Activity
Print the records exactly as given.

Source data

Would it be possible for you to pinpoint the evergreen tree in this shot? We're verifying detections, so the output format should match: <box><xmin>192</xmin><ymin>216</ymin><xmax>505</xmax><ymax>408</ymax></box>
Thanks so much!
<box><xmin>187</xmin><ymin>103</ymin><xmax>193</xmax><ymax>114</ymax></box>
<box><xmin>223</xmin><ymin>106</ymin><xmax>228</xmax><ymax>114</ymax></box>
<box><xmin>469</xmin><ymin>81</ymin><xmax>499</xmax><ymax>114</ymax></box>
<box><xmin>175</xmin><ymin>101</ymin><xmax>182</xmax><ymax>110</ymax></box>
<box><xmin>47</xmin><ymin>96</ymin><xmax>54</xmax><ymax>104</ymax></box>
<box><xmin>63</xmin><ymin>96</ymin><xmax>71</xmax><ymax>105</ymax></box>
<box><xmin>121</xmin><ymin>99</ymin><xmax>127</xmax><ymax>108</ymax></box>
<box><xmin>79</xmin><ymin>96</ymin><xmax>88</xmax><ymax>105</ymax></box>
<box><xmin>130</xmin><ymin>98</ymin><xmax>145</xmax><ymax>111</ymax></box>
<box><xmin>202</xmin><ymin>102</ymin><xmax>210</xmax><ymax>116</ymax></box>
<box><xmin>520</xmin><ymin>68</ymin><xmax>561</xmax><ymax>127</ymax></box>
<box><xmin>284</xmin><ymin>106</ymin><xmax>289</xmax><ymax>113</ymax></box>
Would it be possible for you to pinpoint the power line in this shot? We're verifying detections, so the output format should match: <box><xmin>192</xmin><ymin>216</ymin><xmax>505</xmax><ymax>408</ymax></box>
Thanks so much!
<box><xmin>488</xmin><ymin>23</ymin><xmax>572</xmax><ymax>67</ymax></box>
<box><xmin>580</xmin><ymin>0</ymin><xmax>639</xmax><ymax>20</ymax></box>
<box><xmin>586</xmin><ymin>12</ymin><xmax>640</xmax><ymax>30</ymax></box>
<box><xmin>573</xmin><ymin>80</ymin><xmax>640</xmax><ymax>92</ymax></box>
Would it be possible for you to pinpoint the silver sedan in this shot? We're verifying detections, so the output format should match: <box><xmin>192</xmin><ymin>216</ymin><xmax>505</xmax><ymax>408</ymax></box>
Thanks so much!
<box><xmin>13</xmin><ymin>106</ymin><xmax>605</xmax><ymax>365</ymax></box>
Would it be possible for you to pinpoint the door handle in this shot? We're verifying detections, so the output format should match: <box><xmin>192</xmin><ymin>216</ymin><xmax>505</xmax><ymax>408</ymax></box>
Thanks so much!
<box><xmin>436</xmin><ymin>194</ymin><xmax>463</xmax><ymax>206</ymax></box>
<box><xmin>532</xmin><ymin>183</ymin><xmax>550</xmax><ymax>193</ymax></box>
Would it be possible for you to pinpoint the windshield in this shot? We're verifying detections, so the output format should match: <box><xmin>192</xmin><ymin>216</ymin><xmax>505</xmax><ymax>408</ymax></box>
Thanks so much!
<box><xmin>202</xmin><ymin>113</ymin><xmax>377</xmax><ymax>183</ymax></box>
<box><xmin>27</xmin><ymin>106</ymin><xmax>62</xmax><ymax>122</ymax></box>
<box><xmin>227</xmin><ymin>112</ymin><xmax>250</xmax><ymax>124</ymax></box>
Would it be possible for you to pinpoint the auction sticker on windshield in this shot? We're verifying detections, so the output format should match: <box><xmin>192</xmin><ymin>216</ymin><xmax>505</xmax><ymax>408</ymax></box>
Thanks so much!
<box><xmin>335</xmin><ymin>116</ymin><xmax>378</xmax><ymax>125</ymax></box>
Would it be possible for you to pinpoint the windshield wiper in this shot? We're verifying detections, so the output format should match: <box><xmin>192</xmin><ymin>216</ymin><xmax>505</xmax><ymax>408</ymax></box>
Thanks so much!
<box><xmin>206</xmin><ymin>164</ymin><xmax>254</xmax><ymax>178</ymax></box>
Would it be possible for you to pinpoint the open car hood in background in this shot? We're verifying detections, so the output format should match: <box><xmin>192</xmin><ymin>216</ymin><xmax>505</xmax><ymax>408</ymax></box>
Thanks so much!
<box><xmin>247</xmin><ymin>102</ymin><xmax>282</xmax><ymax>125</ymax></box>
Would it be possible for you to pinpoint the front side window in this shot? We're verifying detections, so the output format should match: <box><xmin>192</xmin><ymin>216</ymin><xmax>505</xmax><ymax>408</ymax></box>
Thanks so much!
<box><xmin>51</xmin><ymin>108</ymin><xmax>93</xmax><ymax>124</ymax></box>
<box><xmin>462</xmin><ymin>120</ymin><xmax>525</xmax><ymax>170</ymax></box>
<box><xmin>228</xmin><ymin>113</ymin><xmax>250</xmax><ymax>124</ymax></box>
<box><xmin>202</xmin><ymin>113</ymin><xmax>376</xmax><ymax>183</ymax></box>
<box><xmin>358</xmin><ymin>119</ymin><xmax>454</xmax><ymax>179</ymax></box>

Exercise result
Would it be possible for you to pinpoint the evergreen tree in this shot? We're verifying detections, so the output format should match: <box><xmin>192</xmin><ymin>216</ymin><xmax>505</xmax><ymax>408</ymax></box>
Thanks so much!
<box><xmin>187</xmin><ymin>103</ymin><xmax>193</xmax><ymax>114</ymax></box>
<box><xmin>223</xmin><ymin>106</ymin><xmax>228</xmax><ymax>114</ymax></box>
<box><xmin>469</xmin><ymin>81</ymin><xmax>499</xmax><ymax>114</ymax></box>
<box><xmin>175</xmin><ymin>101</ymin><xmax>182</xmax><ymax>110</ymax></box>
<box><xmin>47</xmin><ymin>96</ymin><xmax>54</xmax><ymax>104</ymax></box>
<box><xmin>63</xmin><ymin>96</ymin><xmax>71</xmax><ymax>105</ymax></box>
<box><xmin>121</xmin><ymin>99</ymin><xmax>127</xmax><ymax>108</ymax></box>
<box><xmin>79</xmin><ymin>96</ymin><xmax>88</xmax><ymax>105</ymax></box>
<box><xmin>130</xmin><ymin>98</ymin><xmax>145</xmax><ymax>111</ymax></box>
<box><xmin>202</xmin><ymin>102</ymin><xmax>210</xmax><ymax>116</ymax></box>
<box><xmin>520</xmin><ymin>68</ymin><xmax>561</xmax><ymax>127</ymax></box>
<box><xmin>284</xmin><ymin>106</ymin><xmax>289</xmax><ymax>113</ymax></box>
Would it be possible for you to pinpoint the power line in this shot? We're verifying detections, so the output format should match: <box><xmin>192</xmin><ymin>216</ymin><xmax>505</xmax><ymax>408</ymax></box>
Thanks so much!
<box><xmin>488</xmin><ymin>23</ymin><xmax>572</xmax><ymax>67</ymax></box>
<box><xmin>580</xmin><ymin>0</ymin><xmax>639</xmax><ymax>20</ymax></box>
<box><xmin>586</xmin><ymin>12</ymin><xmax>640</xmax><ymax>30</ymax></box>
<box><xmin>573</xmin><ymin>80</ymin><xmax>640</xmax><ymax>92</ymax></box>
Would it be possible for you to pinpoint the silver sedan in this shot? We're verifying detections, so the output format should match: <box><xmin>192</xmin><ymin>216</ymin><xmax>505</xmax><ymax>408</ymax></box>
Thanks so much!
<box><xmin>13</xmin><ymin>106</ymin><xmax>605</xmax><ymax>365</ymax></box>
Would it be possible for you to pinpoint the door handle in this shot? We're verifying detections, so the output format should match: <box><xmin>192</xmin><ymin>216</ymin><xmax>505</xmax><ymax>408</ymax></box>
Thanks so much!
<box><xmin>436</xmin><ymin>194</ymin><xmax>463</xmax><ymax>206</ymax></box>
<box><xmin>532</xmin><ymin>183</ymin><xmax>550</xmax><ymax>193</ymax></box>
Would it be possible for you to pinpoint the windshield in this shot? We're verifying detections, so the output format should match: <box><xmin>192</xmin><ymin>216</ymin><xmax>505</xmax><ymax>408</ymax></box>
Thanks so much!
<box><xmin>202</xmin><ymin>113</ymin><xmax>377</xmax><ymax>183</ymax></box>
<box><xmin>27</xmin><ymin>106</ymin><xmax>62</xmax><ymax>122</ymax></box>
<box><xmin>227</xmin><ymin>112</ymin><xmax>250</xmax><ymax>124</ymax></box>
Would it be possible for you to pinpoint the auction sticker on windshield in this shot? We're verifying detections, so the output format should match: <box><xmin>192</xmin><ymin>216</ymin><xmax>505</xmax><ymax>408</ymax></box>
Thanks so much!
<box><xmin>335</xmin><ymin>116</ymin><xmax>378</xmax><ymax>125</ymax></box>
Would it be possible for you to pinpoint the windshield wiper in this shot? We're verifying detections, so the output format should match: <box><xmin>192</xmin><ymin>216</ymin><xmax>505</xmax><ymax>408</ymax></box>
Thanks so much!
<box><xmin>206</xmin><ymin>164</ymin><xmax>254</xmax><ymax>178</ymax></box>
Would it be possible for you to pinpoint the open car hood in background in this shot? We're verifying detections, so the output format should match: <box><xmin>192</xmin><ymin>216</ymin><xmax>505</xmax><ymax>408</ymax></box>
Thanks so much!
<box><xmin>247</xmin><ymin>102</ymin><xmax>282</xmax><ymax>125</ymax></box>
Would it be possible for you to pinpoint the front side window in this shot? We're verifying detections, so the output format should match: <box><xmin>192</xmin><ymin>216</ymin><xmax>505</xmax><ymax>408</ymax></box>
Thanks so much!
<box><xmin>51</xmin><ymin>108</ymin><xmax>93</xmax><ymax>124</ymax></box>
<box><xmin>462</xmin><ymin>120</ymin><xmax>525</xmax><ymax>170</ymax></box>
<box><xmin>228</xmin><ymin>113</ymin><xmax>250</xmax><ymax>124</ymax></box>
<box><xmin>202</xmin><ymin>113</ymin><xmax>376</xmax><ymax>183</ymax></box>
<box><xmin>358</xmin><ymin>119</ymin><xmax>454</xmax><ymax>179</ymax></box>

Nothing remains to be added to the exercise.